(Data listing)
────

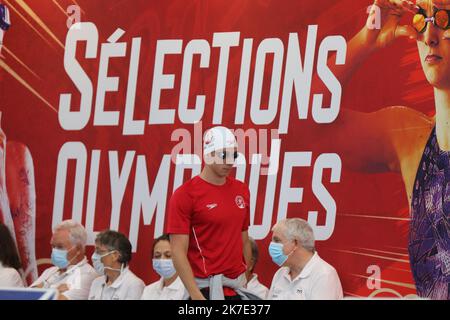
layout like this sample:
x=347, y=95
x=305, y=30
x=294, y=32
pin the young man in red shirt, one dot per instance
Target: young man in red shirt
x=208, y=224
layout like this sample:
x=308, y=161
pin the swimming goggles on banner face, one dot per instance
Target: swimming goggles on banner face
x=440, y=19
x=224, y=155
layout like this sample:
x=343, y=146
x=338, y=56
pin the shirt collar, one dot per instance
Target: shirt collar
x=118, y=282
x=174, y=286
x=73, y=267
x=307, y=269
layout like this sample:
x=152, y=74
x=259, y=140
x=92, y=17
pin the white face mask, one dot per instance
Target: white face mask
x=164, y=267
x=98, y=264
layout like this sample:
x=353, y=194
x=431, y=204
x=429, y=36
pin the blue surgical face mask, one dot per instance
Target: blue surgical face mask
x=164, y=267
x=276, y=253
x=59, y=258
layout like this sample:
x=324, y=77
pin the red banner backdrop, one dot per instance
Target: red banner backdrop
x=367, y=229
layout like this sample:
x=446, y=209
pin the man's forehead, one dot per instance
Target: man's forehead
x=430, y=3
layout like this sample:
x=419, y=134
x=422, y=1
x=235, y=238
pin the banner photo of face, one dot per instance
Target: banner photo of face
x=341, y=122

────

— WRITTEN INSTRUCTION —
Please reproduce every line of the items above word for word, leaving the pictures out.

— FINISHED EXERCISE —
layout like this sample:
x=347, y=95
x=305, y=30
x=294, y=32
pin the young man in red shirt, one dot per instance
Target: young man in red shirt
x=208, y=224
layout like this sample:
x=308, y=161
pin the swimming goggles on banner face, one dot per instance
Target: swimming goggles on banner face
x=440, y=19
x=224, y=155
layout like this sample:
x=343, y=146
x=338, y=56
pin the shirt collar, one dot per instance
Target: shirt collar
x=118, y=282
x=174, y=286
x=73, y=267
x=307, y=269
layout like this sample:
x=152, y=74
x=259, y=140
x=92, y=17
pin the white face mask, one dot per instance
Target: white face mask
x=164, y=267
x=98, y=264
layout like this sample:
x=353, y=194
x=431, y=204
x=429, y=36
pin the blue surgical face mask, one dot per instance
Target: blue surgical face mask
x=164, y=267
x=276, y=253
x=59, y=258
layout like this sample:
x=324, y=77
pin the red banner backdrop, one dot per instance
Target: red banner backdrop
x=367, y=229
layout like this sample:
x=446, y=209
pin the man's forehead, one dot per instance
Target: man's forehead
x=430, y=3
layout like this sample:
x=419, y=134
x=422, y=1
x=235, y=238
pin the banner photo of face, one dot per instance
Target: banner photo of face
x=341, y=122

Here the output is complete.